[Assignment]
Each entry below is to be reproduced exactly, though any pictures it holds must be omitted.

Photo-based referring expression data
Start of Block
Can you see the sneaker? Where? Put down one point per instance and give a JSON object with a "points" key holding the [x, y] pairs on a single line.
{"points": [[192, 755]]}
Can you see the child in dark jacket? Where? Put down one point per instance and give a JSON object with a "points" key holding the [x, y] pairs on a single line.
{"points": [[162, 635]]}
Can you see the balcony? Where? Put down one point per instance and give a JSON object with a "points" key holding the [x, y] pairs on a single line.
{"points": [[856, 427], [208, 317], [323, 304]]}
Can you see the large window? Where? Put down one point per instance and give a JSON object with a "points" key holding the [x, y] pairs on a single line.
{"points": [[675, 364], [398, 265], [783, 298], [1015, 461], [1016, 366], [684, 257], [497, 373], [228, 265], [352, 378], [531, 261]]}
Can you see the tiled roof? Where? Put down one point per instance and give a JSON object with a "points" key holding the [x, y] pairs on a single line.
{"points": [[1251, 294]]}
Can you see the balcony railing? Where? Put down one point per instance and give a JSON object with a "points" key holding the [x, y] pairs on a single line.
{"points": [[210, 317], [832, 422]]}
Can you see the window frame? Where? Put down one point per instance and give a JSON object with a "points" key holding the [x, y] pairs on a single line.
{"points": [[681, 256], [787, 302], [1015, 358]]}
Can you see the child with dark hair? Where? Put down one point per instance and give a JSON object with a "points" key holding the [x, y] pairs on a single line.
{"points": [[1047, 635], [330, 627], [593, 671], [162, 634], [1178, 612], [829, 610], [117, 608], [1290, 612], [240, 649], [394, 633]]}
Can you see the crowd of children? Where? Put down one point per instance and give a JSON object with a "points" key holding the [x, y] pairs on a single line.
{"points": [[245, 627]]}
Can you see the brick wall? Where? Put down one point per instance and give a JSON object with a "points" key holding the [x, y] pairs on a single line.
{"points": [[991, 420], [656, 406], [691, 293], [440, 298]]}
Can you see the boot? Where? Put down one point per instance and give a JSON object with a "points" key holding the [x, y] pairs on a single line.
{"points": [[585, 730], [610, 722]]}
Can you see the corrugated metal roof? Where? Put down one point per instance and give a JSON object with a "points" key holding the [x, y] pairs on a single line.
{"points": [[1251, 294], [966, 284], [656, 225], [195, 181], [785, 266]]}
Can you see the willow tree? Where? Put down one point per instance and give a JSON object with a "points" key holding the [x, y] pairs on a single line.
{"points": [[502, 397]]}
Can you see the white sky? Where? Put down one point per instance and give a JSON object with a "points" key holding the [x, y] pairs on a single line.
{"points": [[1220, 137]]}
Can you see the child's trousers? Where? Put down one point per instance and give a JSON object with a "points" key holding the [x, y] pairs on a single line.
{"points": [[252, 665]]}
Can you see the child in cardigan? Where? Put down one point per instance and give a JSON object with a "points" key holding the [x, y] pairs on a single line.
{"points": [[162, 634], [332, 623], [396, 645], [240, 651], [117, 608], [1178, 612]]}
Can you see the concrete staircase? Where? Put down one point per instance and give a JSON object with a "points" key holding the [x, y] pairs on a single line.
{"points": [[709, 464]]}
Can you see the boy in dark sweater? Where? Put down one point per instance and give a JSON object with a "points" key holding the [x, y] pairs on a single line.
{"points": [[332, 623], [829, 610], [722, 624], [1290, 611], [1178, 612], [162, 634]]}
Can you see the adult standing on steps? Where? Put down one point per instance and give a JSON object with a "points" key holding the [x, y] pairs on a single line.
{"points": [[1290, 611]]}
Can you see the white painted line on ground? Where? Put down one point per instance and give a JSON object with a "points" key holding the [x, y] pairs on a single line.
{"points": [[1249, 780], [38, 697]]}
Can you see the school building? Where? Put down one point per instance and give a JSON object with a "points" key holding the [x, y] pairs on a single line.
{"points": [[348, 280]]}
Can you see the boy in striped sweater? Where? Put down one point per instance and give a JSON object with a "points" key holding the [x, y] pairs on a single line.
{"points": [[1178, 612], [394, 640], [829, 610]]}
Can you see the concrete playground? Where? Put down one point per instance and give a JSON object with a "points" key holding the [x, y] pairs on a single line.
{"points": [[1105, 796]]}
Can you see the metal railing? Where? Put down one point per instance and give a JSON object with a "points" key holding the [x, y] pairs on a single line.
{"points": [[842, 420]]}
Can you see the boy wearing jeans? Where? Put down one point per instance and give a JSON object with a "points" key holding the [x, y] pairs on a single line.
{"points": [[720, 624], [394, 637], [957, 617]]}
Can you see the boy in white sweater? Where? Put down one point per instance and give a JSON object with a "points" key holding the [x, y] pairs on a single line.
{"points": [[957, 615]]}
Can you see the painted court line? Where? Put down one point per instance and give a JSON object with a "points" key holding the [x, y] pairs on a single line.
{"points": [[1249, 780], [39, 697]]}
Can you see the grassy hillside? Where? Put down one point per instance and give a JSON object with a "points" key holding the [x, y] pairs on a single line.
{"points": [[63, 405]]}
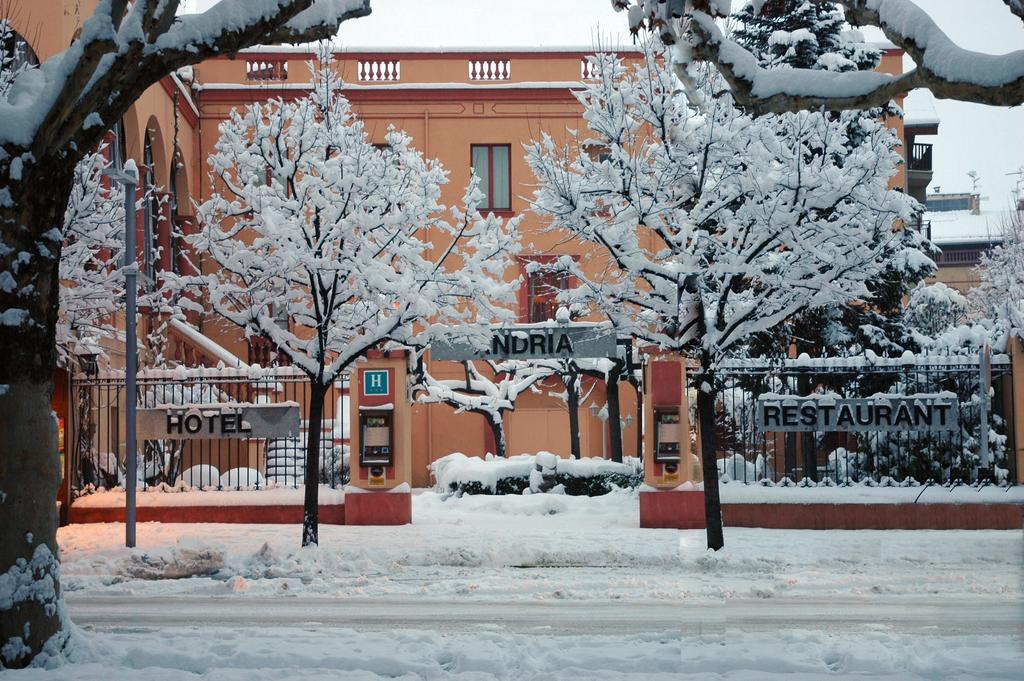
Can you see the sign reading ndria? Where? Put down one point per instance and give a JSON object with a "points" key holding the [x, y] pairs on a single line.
{"points": [[375, 382]]}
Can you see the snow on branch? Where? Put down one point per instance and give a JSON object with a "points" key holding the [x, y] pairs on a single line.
{"points": [[947, 70]]}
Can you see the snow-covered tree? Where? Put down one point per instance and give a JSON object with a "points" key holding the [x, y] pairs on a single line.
{"points": [[492, 392], [805, 34], [934, 308], [999, 294], [91, 280], [717, 226], [941, 66], [802, 34], [321, 246], [52, 116]]}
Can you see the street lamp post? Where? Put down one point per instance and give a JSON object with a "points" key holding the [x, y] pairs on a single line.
{"points": [[128, 177]]}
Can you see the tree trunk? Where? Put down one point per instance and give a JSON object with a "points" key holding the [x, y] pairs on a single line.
{"points": [[572, 401], [709, 459], [314, 419], [30, 469], [498, 432], [614, 412]]}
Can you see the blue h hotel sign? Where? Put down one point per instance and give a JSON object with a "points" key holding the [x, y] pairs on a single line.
{"points": [[375, 382]]}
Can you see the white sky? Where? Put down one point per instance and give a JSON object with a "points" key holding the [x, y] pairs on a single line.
{"points": [[988, 139]]}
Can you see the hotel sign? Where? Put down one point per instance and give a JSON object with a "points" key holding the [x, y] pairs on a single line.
{"points": [[534, 342], [823, 414], [229, 420]]}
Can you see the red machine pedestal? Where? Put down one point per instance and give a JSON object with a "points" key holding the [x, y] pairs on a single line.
{"points": [[673, 509], [378, 508]]}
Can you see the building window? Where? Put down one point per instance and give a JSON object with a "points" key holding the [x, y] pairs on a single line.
{"points": [[543, 286], [15, 53], [172, 227], [118, 145], [491, 163]]}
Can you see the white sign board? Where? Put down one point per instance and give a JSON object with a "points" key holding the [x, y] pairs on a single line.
{"points": [[228, 420], [534, 342], [824, 414]]}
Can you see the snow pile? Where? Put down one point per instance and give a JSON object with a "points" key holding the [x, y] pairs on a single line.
{"points": [[515, 548], [183, 496], [179, 563], [527, 473]]}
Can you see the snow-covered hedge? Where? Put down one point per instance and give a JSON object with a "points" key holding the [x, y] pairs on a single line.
{"points": [[527, 473]]}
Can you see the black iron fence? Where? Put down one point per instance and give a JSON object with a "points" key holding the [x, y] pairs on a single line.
{"points": [[749, 453], [97, 437]]}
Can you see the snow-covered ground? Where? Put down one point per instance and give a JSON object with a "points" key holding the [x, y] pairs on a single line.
End of Block
[Answer for this exercise]
Can you see the sneaker? Where? Put down one point per instance and give a JSON object with a "points" key holding the [x, y] pairs on a single line.
{"points": [[192, 755]]}
Can you see the child in dark jacket? Where? Put down one point per instance and give a JSON object with a "points" key holding the [x, y] pairs on a single line.
{"points": [[162, 635]]}
Can you see the balcony? Where? Put down one point per instance and give a JSON object with a "points" key holding the [x, y] pairs on a single line.
{"points": [[856, 427], [208, 317], [323, 304]]}
Can you see the large window? Where? Put down one point per instance and give a JSON object with a "points" key holding the [x, y] pairs on a single line.
{"points": [[675, 364], [398, 265], [783, 298], [1015, 461], [1016, 366], [684, 257], [497, 373], [228, 265], [352, 378], [531, 261]]}
Can you see the tiled roof? Where? Put down one point per instance and give a JSON object with a "points" key holding the [x, y] pairs on a single line.
{"points": [[1251, 294]]}
Can you see the balcony railing? Where? Put down one point per instance and give a JSON object with a "points" key holding the [x, y] pairs on a single line.
{"points": [[210, 317], [832, 422]]}
Can you see the window frame? Where? Put down one point per instance and give a JSON object with a "points" key holding the [x, y] pairs on a single line.
{"points": [[681, 256], [787, 302], [1015, 358]]}
Can you see the child with dark hair? Where? Put down one point per instance and give a JSON object with a "points" key holding the [x, y] pairs on a single line.
{"points": [[1047, 635], [330, 627], [593, 671], [162, 634], [1178, 612], [829, 610], [117, 608], [1290, 612], [240, 649], [394, 633]]}
Can you see the crowd of children? Where? Put down one point per instance and give a JSON object with a "points" key holding the [x, y] pairs on a single line.
{"points": [[245, 627]]}
Can you see the brick wall? Where? Put down one point per instance and give a JSON object with a "points" key holding the [x, y] pairs on a single line.
{"points": [[991, 420], [656, 406], [691, 293], [440, 298]]}
Can you see the boot? Where? Put down one point per instance and give a JSON object with a "points" key holding the [x, y] pairs on a single line.
{"points": [[585, 730], [610, 722]]}
Can you see the corrugated metal roof? Where? Put down one point per instance and give a JSON object with a "points" key holding the [x, y] pairs on a single line.
{"points": [[1251, 294], [966, 284], [656, 225], [195, 181], [785, 266]]}
Can you see the willow tree? Where? Put down one point per instance and give a JSON object with a "points" key holding the [x, y] pairs on a single line.
{"points": [[502, 397]]}
Can you see the white sky? Where? Put down one point per instance and give a JSON object with a "points" key holding the [x, y] pairs on a single line.
{"points": [[1220, 137]]}
Can you see the child's trousers? Where? Put down one point per instance and give a JSON object with a "points" key holding the [x, y] pairs on a single line.
{"points": [[252, 665]]}
Can you see the child in cardigan? Where? Put down one point per instance and give a JSON object with a "points" key holding the [x, y] pairs on a single line.
{"points": [[162, 634], [332, 623], [396, 645], [240, 651], [117, 608], [1178, 612]]}
Can you see the concrete staircase? Where? Put down one point per instance and give a JSON object with a "points" key holding the [x, y] pairs on a single line.
{"points": [[709, 464]]}
Can you see the boy in dark sweater? Where? Put down one point per instance and give a JSON object with a "points" key holding the [x, y] pairs on a single line.
{"points": [[332, 623], [829, 610], [722, 624], [1290, 611], [1178, 612], [162, 634]]}
Can you see the adult standing on steps? Where? Put down one point per instance and give a JSON object with a "points" key holding the [x, y] pairs on a single line.
{"points": [[1290, 611]]}
Can you see the white painted line on ground? Where? Put down one point per instance and give a JSON object with a "points" key holding the [x, y] pairs on a single line.
{"points": [[1249, 780], [38, 697]]}
Can you see the school building? Where? Put down one point per instance and give a JSON object with a "points" key holding the [x, y] pairs on a single line.
{"points": [[348, 280]]}
Can you see the boy in striped sweater? Where? Put down one point per instance and give a JSON object with a "points" key holding the [x, y] pairs on a single line.
{"points": [[1178, 612], [394, 640], [829, 610]]}
Can you see the concrete playground? Where? Put down one point per instance and give a JSON object with a "points" key holding the [x, y] pairs on a single line.
{"points": [[1105, 796]]}
Can you see the metal railing? Where? Put down one point per instance and give a JSON object with a "points" key holding the [x, y] pairs on a single line.
{"points": [[842, 420]]}
Can you see the boy wearing jeans? Where? Put down one point per instance and give a JSON object with a "points" key holding the [x, y] pairs on a single line.
{"points": [[720, 624], [394, 637], [957, 617]]}
Can you see the boy in white sweater? Where? Put down one point per instance and give a JSON object with a "points" key holding the [x, y] pairs on a single line.
{"points": [[957, 615]]}
Can you see the painted court line? Where? Put down one point per instance and give a JSON object with a "points" key holding the [x, y] pairs on a single line.
{"points": [[1249, 780], [39, 697]]}
Can you see the grassy hillside? Where? Put down one point per instance and give a JSON object with a "points" key holding the [x, y] pairs on a single line.
{"points": [[63, 405]]}
Can you see the sign reading ndria? Where? Put down one point per instance and give a JSON object with a "points" key holding the [x, y] pairs on a single line.
{"points": [[375, 382]]}
Can you see the snow on branch? Where? Put down one point per instance and give a JSON object with a "points" key holding the [x, y] pairs on a single line.
{"points": [[947, 70]]}
Can you see the snow-covered tree? Where? Put down one point per instance and give a JSON object with a "points" key holding the [x, y] pairs on a single line.
{"points": [[492, 392], [805, 34], [934, 308], [999, 294], [91, 280], [717, 226], [941, 66], [802, 34], [321, 246], [52, 116]]}
Can you see the street lamp post? Where? Put down one point per instance and give a JSON object with a "points" key holding the [x, y] pairs on a single line.
{"points": [[128, 177]]}
Can you see the tree trunk? Where? Put down one point per instance and give a JSON object with a "points" key holding the [x, y] pairs on a single line.
{"points": [[572, 401], [709, 459], [314, 419], [30, 469], [498, 432], [614, 412]]}
Can you see the blue h hotel sign? Where? Put down one point per instance and give a JSON object with a "points" key holding the [x, y] pairs on a single line.
{"points": [[375, 382]]}
Can you see the white sky? Where? Put down one point per instance and give a JSON object with a "points" key holding the [x, y] pairs on a single line.
{"points": [[988, 139]]}
Can you see the hotel sign? Where? Put down one point per instance and give a JSON object with a "points" key holding the [x, y] pairs on a single line.
{"points": [[534, 342], [823, 414], [229, 420]]}
Can you see the red machine pedestal? Where? Put down one point per instance and give a JSON object with a "points" key holding the [x, y] pairs on a single line.
{"points": [[673, 509], [378, 508]]}
Can you see the building window? Where? Put down one point per instance and give a JSON object with a "points" key holding the [x, y] pairs on a single line.
{"points": [[543, 286], [15, 53], [172, 227], [118, 145], [491, 163]]}
Can you see the white sign board? Where? Put down one point per instance and give a JSON object with a "points" key holding the [x, y] pairs on a single line.
{"points": [[228, 420], [534, 342], [824, 414]]}
Can you see the snow pile? Where? Put down one point per instance and give a JSON object with a "points" key holding the [x, y] pairs on a single line.
{"points": [[515, 548], [183, 496], [179, 563], [527, 473]]}
Can you see the snow-covered hedge? Where? Put down one point per instance and give a JSON object with a "points" key holding the [x, y] pairs on a single line.
{"points": [[527, 473]]}
Can you see the black iron fence? Where? Put down one point per instance and give a JSON object with a "points" key holding the [x, y] pairs on a single line.
{"points": [[749, 453], [97, 437]]}
Can you see the snow-covered ground? Where? Put down one point per instance and give a JSON object with a "points" key holding the [x, y] pairs on a single line.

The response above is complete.